** WHAT TO DO **
Output the records exactly, every one of them.

Extracted records

=== Begin Enclosure ===

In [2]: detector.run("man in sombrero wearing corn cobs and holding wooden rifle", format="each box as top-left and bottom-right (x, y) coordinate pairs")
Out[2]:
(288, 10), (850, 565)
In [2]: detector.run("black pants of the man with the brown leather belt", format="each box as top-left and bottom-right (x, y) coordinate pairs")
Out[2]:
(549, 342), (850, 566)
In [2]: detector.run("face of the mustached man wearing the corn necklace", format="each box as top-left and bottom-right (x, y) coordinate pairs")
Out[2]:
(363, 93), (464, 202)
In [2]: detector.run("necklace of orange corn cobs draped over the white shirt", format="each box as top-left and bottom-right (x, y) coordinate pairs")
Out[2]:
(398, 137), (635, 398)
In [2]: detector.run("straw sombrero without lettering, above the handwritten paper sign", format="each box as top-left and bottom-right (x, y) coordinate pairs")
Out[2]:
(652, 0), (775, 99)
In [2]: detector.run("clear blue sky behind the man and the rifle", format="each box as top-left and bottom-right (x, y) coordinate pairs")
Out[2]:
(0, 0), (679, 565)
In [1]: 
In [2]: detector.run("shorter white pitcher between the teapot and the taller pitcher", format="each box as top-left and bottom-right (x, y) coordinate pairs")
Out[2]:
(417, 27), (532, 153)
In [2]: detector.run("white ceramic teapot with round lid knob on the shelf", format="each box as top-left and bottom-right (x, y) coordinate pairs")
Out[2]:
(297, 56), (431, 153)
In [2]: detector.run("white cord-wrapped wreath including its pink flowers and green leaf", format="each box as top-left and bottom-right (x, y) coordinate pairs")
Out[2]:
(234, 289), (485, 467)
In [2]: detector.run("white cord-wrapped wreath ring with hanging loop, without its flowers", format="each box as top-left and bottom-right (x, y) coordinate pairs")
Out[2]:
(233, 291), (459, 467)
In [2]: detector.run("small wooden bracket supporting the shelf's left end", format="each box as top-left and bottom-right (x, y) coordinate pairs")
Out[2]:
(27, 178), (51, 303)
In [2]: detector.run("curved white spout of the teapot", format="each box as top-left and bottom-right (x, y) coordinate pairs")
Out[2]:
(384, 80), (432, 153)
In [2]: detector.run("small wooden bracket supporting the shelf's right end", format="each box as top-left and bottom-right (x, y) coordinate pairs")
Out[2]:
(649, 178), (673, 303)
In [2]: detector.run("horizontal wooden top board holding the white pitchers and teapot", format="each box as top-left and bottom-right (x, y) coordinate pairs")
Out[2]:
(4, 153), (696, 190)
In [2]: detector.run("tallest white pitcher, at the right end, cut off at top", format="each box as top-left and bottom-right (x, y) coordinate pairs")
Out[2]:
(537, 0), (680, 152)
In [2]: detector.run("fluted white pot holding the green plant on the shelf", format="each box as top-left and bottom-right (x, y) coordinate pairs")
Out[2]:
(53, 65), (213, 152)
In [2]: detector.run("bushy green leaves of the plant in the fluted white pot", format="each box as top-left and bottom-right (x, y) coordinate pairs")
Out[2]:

=== End Enclosure ===

** ANSWER BELOW **
In [2]: detector.run("man in sombrero wearing corn cobs and holding wooden rifle", format="each box as top-left and bottom-right (x, y) coordinate pairs")
Out[2]:
(288, 10), (850, 565)
In [2]: detector.run("black pants of the man with the brown leather belt", format="each box as top-left and bottom-right (x, y) coordinate pairs")
Out[2]:
(549, 342), (850, 566)
In [2]: detector.run("face of the mustached man wearing the corn necklace", format="each box as top-left and bottom-right (x, y) coordinate pairs")
Out[2]:
(363, 93), (464, 202)
In [2]: detector.run("necklace of orange corn cobs draped over the white shirt", format="each box as top-left and bottom-right (x, y) coordinate pairs")
Out[2]:
(398, 137), (635, 398)
In [2]: detector.run("straw sombrero without lettering, above the handwritten paper sign", format="each box as top-left and bottom-right (x, y) coordinate pairs")
Out[2]:
(652, 0), (775, 99)
In [2]: detector.run("clear blue sky behind the man and the rifle", format="each box as top-left and bottom-right (x, y) coordinate pairs")
Out[2]:
(0, 0), (679, 565)
In [1]: 
In [2]: detector.run("shorter white pitcher between the teapot and the taller pitcher", format="each box as top-left and bottom-right (x, y) coordinate pairs")
Out[2]:
(417, 27), (532, 153)
In [2]: detector.run("white ceramic teapot with round lid knob on the shelf", format="each box as top-left and bottom-right (x, y) coordinate pairs")
Out[2]:
(297, 56), (431, 153)
In [2]: detector.run("white cord-wrapped wreath including its pink flowers and green leaf", format="each box as top-left and bottom-right (x, y) coordinate pairs")
Out[2]:
(234, 289), (485, 467)
In [2]: detector.run("white cord-wrapped wreath ring with hanging loop, without its flowers", format="each box as top-left and bottom-right (x, y) coordinate pairs")
Out[2]:
(233, 291), (459, 467)
In [2]: detector.run("small wooden bracket supporting the shelf's left end", format="each box as top-left and bottom-right (x, y) coordinate pairs")
Out[2]:
(27, 178), (51, 303)
In [2]: detector.run("curved white spout of the teapot", format="each box as top-left and bottom-right (x, y) coordinate pairs")
Out[2]:
(384, 80), (432, 153)
In [2]: detector.run("small wooden bracket supporting the shelf's right end", format="each box as top-left and bottom-right (x, y) coordinate pairs")
Out[2]:
(649, 178), (673, 303)
In [2]: detector.run("horizontal wooden top board holding the white pitchers and teapot", format="each box as top-left and bottom-right (x, y) coordinate pairs")
Out[2]:
(4, 153), (696, 190)
In [2]: detector.run("tallest white pitcher, at the right end, cut off at top", format="each box as top-left and bottom-right (x, y) coordinate pairs")
Out[2]:
(537, 0), (680, 152)
In [2]: detector.run("fluted white pot holding the green plant on the shelf", format="each box as top-left and bottom-right (x, y) coordinate pairs")
Out[2]:
(53, 65), (213, 152)
In [2]: detector.run("bushy green leaves of the plant in the fluted white pot", format="each box as top-left and bottom-right (x, y) coordinate pairs")
Out[2]:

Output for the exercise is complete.